What is required:
Continue the passage on S&P 500 companies that are down over the past three years, picking up right after its final sentence.

--- Selected text Enclosed Below ---

Almost 10% of S&P 500 is down over the past three years
Yesterday we looked at technology companies with large setbacks, but it got us to go deeper and the equity destruction is quite big when you broaden the lens. In the S&P 500 there are now 43 companies with a drawdown larger than 30% over the past 200 days and that are down on a total return basis over the past three years. As the table below shows there are some quite big names on that list such as Walt Disney, Comcast, Citigroup, PayPal, Starbucks, General Electric, Netflix, Boeing, Ecolab, and Illumina.

--- End of Enclosed Selected text ---
--- Study material Enclosed Below ---

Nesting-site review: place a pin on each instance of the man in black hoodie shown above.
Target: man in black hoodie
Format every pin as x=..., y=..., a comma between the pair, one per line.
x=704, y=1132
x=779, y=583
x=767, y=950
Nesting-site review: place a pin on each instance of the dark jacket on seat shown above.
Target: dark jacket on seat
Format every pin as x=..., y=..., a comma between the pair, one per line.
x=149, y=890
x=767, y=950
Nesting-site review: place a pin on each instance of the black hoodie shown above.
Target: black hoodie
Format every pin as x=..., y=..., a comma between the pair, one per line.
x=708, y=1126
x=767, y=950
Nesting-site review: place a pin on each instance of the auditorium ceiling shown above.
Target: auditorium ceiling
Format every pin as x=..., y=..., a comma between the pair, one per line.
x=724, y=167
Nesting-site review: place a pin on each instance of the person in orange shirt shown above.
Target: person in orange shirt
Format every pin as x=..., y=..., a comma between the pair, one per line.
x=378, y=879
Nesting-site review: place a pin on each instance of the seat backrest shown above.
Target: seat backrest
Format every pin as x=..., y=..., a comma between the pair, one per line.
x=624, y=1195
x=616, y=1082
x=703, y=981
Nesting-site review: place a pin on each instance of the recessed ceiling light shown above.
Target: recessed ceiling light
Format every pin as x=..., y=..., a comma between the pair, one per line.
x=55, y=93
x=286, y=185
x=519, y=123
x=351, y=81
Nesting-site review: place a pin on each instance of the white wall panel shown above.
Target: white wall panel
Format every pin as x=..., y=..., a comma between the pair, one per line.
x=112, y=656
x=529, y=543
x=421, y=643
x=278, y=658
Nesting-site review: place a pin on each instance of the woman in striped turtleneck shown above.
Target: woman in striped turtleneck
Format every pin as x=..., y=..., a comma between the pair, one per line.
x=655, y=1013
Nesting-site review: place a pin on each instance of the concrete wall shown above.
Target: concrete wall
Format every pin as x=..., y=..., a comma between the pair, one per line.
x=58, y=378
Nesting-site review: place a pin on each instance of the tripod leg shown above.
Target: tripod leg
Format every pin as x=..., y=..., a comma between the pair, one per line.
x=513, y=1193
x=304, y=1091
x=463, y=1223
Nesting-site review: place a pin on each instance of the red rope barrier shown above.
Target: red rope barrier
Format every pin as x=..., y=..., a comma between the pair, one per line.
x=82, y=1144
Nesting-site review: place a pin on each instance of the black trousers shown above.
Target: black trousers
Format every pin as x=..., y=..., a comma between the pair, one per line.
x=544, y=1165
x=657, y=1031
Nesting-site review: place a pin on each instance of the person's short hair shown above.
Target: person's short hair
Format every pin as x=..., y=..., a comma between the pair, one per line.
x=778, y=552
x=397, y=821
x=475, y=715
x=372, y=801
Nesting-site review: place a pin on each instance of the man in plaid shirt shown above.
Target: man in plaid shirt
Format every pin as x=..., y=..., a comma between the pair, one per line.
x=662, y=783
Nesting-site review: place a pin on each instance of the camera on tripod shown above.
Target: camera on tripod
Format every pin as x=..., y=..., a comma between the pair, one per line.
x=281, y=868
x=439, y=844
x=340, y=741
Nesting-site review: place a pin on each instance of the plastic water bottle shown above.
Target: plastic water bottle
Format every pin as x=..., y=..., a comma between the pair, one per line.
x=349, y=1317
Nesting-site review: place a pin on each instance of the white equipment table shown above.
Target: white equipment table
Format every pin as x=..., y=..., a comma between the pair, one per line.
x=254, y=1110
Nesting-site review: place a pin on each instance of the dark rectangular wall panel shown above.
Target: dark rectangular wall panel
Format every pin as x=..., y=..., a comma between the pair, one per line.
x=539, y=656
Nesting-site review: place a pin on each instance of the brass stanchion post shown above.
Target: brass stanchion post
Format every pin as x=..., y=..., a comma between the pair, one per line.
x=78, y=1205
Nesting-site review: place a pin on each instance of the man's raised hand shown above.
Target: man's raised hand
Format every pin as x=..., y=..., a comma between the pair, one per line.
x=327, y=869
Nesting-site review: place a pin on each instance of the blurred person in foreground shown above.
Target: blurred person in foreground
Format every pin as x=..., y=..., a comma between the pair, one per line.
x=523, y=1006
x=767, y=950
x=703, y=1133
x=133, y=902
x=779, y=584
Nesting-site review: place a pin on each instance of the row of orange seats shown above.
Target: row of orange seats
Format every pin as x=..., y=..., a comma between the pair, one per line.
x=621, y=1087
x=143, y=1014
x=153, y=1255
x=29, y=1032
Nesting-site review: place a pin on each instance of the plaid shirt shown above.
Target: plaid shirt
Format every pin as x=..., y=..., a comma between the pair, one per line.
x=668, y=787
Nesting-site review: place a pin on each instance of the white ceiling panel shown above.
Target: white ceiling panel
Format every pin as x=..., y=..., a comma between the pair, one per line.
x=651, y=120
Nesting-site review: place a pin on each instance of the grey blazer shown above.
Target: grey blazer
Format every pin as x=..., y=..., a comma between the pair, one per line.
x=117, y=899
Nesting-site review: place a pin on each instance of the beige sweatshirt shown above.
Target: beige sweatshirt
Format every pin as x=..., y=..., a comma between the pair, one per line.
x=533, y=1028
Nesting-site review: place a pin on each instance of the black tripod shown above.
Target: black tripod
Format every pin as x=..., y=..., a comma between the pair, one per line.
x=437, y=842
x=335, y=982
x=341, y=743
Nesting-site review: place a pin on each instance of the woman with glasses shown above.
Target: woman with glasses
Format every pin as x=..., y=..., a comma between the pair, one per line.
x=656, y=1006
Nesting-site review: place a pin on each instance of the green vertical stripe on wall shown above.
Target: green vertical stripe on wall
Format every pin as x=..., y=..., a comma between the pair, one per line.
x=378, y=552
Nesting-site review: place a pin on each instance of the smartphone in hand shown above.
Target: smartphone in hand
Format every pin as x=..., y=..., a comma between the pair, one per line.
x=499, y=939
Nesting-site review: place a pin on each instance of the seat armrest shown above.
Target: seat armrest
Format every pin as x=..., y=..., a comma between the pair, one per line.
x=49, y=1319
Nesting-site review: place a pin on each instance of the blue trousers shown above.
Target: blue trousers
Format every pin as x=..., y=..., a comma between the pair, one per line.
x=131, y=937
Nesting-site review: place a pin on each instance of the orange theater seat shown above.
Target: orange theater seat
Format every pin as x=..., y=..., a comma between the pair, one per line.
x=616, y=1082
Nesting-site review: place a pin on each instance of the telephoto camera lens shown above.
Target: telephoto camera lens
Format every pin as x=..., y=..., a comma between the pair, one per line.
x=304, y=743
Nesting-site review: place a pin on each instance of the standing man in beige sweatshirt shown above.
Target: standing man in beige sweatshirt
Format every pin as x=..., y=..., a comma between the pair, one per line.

--- End of Enclosed Study material ---

Answer space:
As long as financial conditions and interest rates move higher we remain defensive on equities and will continue to argue that investors need commodities to balance their portfolios. We have described in several equity notes that the period 1968-1982 was very bad for equities in real terms due to inflation. Time will tell whether we get an equally long period with zero real rate returns for equities, given the factors such as urbanization, green transformation (ESG), decade of underinvestment in the physical world, and deglobalization of supply chains to pandemic and lately Chinese Covid-lockdowns, inflation will remain high (3-5%). Forces the cost of capital higher and thus equity valuations down. While US equities have still delivered 40% real return since early 2019 the real returns are eroding fast at these inflation levels. Today’s core CPI m/m print at 0.6% is suggesting inflation will remain elevated for quite some time eating into returns. For bonds the situation looks even more grim (see chart below) and investors are basically losing out on everything except for cash and commodities.